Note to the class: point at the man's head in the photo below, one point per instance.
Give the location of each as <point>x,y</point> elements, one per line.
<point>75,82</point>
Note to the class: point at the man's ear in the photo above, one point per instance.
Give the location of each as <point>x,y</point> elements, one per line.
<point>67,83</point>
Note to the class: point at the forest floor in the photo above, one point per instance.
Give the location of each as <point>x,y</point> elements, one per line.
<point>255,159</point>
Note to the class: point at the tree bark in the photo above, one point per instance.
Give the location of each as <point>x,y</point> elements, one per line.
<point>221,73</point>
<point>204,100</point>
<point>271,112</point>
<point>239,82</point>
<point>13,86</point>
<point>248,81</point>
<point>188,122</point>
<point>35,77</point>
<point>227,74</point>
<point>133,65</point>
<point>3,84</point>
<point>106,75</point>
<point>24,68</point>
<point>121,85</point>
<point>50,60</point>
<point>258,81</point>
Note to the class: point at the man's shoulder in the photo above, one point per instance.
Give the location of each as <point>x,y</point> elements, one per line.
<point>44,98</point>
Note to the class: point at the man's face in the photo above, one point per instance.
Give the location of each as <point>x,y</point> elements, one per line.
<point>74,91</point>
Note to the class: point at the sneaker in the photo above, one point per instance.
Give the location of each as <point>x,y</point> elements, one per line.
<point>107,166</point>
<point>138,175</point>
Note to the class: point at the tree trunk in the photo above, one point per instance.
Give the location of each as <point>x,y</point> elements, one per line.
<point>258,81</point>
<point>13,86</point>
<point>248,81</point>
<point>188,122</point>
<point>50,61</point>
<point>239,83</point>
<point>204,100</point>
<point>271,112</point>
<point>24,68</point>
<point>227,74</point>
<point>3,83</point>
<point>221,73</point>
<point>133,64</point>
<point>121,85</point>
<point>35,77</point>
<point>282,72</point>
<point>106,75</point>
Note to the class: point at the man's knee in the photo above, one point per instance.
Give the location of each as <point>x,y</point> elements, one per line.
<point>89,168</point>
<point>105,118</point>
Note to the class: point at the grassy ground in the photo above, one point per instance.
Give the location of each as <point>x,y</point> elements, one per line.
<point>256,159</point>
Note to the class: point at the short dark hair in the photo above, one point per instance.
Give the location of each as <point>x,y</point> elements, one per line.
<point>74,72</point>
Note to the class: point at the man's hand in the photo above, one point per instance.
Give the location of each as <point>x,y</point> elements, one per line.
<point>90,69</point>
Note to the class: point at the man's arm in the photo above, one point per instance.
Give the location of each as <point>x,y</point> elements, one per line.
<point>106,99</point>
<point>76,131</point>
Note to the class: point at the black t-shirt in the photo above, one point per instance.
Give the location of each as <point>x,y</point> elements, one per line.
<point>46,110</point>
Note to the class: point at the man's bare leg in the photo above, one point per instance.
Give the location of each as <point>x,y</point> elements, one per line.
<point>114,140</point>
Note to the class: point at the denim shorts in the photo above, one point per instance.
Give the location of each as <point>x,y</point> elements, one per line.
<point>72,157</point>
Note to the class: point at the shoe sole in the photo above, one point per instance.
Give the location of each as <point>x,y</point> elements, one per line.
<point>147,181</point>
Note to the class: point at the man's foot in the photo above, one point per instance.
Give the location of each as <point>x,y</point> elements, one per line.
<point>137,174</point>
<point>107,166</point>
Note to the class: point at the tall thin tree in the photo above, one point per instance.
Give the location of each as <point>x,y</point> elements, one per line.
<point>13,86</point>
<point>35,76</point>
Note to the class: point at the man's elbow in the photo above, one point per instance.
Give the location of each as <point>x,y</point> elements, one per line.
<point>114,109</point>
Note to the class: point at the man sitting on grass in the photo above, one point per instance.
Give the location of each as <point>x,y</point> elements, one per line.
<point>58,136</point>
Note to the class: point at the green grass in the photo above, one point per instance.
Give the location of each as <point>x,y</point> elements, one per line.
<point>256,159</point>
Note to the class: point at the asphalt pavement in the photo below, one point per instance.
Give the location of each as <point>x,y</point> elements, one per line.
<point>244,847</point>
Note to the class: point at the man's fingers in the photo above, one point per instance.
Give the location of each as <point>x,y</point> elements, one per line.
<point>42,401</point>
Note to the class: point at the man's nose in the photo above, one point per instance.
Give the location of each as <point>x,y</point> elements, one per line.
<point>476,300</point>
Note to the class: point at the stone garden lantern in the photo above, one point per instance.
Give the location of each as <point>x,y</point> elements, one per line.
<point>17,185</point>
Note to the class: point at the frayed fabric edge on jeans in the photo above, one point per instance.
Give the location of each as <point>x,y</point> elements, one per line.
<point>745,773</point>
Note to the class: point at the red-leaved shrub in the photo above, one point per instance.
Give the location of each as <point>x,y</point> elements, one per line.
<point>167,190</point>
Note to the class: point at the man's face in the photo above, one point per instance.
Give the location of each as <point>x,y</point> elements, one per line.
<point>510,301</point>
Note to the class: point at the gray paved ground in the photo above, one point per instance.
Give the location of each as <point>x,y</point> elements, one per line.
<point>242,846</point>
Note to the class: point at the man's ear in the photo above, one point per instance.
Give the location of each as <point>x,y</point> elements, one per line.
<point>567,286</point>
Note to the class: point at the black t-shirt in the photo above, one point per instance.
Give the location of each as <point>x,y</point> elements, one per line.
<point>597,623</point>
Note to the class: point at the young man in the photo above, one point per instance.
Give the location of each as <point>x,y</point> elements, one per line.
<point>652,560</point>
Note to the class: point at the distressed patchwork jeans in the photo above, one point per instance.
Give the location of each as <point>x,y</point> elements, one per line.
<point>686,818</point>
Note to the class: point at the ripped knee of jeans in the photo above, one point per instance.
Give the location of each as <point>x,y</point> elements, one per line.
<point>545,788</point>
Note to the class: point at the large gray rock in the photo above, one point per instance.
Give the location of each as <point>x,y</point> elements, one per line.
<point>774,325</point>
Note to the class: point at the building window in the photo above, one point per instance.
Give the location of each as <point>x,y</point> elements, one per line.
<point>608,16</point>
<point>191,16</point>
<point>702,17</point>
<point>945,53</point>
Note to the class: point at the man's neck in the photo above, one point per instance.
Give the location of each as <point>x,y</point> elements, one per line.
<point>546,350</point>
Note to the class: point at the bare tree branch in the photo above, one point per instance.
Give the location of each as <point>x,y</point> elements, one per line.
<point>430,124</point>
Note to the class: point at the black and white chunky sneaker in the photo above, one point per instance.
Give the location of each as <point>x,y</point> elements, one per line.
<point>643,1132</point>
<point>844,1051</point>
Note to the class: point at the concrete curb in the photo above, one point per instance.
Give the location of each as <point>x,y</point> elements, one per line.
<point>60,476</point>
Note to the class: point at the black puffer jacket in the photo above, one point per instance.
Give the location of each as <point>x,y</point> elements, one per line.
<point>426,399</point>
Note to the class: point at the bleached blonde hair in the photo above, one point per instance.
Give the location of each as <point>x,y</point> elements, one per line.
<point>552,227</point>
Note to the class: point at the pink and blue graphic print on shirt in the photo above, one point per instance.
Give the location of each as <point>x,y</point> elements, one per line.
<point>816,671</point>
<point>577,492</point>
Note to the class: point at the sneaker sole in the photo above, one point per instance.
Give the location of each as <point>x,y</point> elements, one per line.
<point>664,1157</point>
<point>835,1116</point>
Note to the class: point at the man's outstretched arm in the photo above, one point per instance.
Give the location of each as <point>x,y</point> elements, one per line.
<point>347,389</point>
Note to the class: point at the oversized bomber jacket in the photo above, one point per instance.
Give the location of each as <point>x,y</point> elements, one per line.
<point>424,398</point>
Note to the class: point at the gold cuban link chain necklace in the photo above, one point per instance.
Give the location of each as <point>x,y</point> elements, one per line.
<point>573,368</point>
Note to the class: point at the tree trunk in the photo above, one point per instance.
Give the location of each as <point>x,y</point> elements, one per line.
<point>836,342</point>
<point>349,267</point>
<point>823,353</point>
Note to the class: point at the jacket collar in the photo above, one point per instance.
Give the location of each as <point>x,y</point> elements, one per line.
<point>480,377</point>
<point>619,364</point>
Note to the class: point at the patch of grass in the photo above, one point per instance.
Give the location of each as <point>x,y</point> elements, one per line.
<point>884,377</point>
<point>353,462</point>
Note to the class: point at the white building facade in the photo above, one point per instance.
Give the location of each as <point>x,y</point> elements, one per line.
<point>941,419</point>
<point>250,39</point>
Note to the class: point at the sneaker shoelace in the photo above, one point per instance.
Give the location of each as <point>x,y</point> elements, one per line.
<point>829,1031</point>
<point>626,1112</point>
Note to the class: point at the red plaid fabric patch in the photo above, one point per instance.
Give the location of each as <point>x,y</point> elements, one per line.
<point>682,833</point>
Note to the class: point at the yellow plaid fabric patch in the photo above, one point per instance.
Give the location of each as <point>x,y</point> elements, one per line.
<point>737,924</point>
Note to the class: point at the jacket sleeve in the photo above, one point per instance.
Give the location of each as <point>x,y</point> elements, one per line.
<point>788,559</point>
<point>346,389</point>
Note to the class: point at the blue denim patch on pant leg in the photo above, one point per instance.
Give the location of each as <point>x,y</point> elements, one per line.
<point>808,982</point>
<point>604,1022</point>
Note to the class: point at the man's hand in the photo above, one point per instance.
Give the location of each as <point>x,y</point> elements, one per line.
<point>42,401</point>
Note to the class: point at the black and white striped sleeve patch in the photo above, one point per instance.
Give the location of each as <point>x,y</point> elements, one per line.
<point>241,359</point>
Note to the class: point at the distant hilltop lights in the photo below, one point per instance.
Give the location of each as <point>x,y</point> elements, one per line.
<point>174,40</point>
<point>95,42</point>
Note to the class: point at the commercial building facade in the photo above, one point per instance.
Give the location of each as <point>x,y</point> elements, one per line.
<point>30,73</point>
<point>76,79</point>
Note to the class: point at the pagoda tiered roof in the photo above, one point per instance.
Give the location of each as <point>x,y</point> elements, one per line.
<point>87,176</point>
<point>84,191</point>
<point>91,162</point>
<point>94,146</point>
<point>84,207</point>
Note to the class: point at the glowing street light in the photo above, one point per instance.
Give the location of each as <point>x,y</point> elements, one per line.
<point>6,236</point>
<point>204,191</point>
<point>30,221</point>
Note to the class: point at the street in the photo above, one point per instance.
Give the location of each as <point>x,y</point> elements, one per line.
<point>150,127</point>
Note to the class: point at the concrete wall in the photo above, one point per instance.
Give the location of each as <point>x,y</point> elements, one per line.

********

● Assignment: Show all lines from the entries that hold "ground".

● Solution for this problem:
Note to the class: point at the grassy ground in the photo above, one point per instance.
Note to the class: point at the gray paved ground in the photo above, one point per instance.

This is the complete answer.